Exercise
Please reproduce each of the entries below exactly as they appear.

Given data
▬▬▬
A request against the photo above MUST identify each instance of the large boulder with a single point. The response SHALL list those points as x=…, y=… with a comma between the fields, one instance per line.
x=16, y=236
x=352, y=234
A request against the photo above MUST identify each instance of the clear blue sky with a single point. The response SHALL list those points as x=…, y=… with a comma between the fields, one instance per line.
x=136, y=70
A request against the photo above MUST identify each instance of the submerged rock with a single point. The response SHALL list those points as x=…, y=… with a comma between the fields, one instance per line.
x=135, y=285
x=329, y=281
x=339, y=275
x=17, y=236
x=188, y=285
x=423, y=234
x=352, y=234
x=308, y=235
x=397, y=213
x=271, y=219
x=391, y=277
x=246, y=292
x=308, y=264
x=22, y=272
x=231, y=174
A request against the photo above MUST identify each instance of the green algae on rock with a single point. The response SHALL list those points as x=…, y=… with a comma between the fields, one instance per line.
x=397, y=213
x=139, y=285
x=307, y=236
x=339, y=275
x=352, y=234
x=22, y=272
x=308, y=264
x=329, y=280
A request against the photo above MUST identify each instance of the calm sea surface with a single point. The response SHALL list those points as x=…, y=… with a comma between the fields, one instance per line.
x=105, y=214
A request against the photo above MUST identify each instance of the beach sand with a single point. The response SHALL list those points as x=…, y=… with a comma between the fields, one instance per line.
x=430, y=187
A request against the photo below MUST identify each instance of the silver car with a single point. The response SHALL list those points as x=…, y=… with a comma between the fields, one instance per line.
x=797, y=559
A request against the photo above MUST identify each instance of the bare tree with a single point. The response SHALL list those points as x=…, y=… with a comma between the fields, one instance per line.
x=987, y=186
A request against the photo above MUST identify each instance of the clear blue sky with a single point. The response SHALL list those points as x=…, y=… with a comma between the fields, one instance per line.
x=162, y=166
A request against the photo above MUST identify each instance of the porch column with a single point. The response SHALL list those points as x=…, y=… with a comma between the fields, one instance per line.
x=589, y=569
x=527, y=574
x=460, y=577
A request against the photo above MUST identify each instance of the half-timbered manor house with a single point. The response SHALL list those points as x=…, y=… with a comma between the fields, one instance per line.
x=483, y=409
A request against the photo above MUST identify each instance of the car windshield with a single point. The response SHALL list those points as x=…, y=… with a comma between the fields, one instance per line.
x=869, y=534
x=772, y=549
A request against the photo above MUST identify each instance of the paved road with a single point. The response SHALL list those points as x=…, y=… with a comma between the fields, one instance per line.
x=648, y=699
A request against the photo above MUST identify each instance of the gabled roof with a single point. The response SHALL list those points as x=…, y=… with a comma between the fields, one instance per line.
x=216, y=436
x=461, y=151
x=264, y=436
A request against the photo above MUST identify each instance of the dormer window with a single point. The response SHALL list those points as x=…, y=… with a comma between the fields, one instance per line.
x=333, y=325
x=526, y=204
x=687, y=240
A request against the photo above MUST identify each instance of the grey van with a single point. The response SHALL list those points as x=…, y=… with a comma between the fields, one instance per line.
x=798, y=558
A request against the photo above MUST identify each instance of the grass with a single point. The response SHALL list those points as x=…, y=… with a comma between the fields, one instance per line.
▬▬▬
Your solution
A request against the photo above MUST identify each instance of the large boulder with a single point. The response SHALL list those points as x=…, y=… with a comma between the fields, one instance per line.
x=16, y=236
x=352, y=234
A request against the photo above MUST identify each instance of the clear blue sky with a single point. The response SHALL list those points as x=…, y=… with a comma between the fields, one instance per line.
x=136, y=70
A request against the photo above MUST identify each instance of the submerged rock with a single point. The response SHALL list those points as x=…, y=… with a comma between the fields, one instance per line.
x=135, y=285
x=329, y=281
x=339, y=275
x=17, y=236
x=188, y=285
x=423, y=234
x=352, y=234
x=308, y=235
x=397, y=213
x=271, y=219
x=391, y=277
x=246, y=292
x=308, y=264
x=22, y=272
x=231, y=174
A request against the photo above MUST identify each instance of the green algae on rock with a single point. The response SHALL list those points as x=…, y=… with a comma between the fields, one instance per line.
x=397, y=213
x=139, y=285
x=307, y=236
x=339, y=275
x=352, y=234
x=22, y=272
x=308, y=264
x=329, y=280
A request against the photo above MUST identify each instance of the calm sea surface with a single point. The response SHALL list those points as x=…, y=… with a comma between the fields, one instance per line.
x=105, y=214
A request against the photo above MUST identify each instance of the beach sand with a single point. The response SHALL list those points as x=…, y=… with a comma between the fields, one instance per line.
x=430, y=187
A request against the photo below MUST identify each instance of the silver car with a single point. The response SHALL list those points as x=…, y=… with a comma between the fields, one instance per line.
x=797, y=559
A request against the photo above MUST identify each instance of the bare tree with a single point. The response SHALL list those points as x=…, y=… with a comma between the fields, one instance per line.
x=987, y=186
A request against the photo above MUST identify each instance of the clear blue sky with a single point. The response SHALL list those points as x=…, y=… with a comma between the fields, one instance per line.
x=162, y=166
A request against the photo above MUST identify each instance of the porch column with a single point. The response SHALL list those points as x=…, y=… with a comma between the fields, one instance per line.
x=589, y=569
x=527, y=574
x=460, y=577
A request against the photo above MUST identify each instance of the half-timbered manor house with a single point. The response SHALL list those points as x=…, y=… with a comma between the fields, one instance per line.
x=483, y=409
A request against the photo above MUST identify each instance of the car windshield with a single point. The response SHALL list those points as x=…, y=… with a comma between the fields, one instance per line.
x=869, y=534
x=772, y=549
A request against the photo above MUST identify each instance of the paved road with a single point. The response SHALL list those points as x=…, y=… with a comma between the fields, one instance per line.
x=648, y=699
A request against the photo above MUST identify each instance of the gabled roof with a single point. The response SHALL list those points as x=…, y=… with a comma between the fields, one instance per line.
x=216, y=436
x=461, y=151
x=264, y=436
A request against the photo above MUST identify each instance of the dormer window with a single point. The response SHALL list those points as x=…, y=… with a comma between the fields, one instance per line.
x=333, y=325
x=526, y=204
x=687, y=240
A request against the photo above MUST identify each instance of the grey van with a single point. The response SHALL list those points as x=…, y=… with a comma between the fields, one instance per line.
x=798, y=558
A request against the photo above MUST identify each instance of the grass with a single point. The response SHALL list those points as x=…, y=… with a comma between the fields, one instance per line.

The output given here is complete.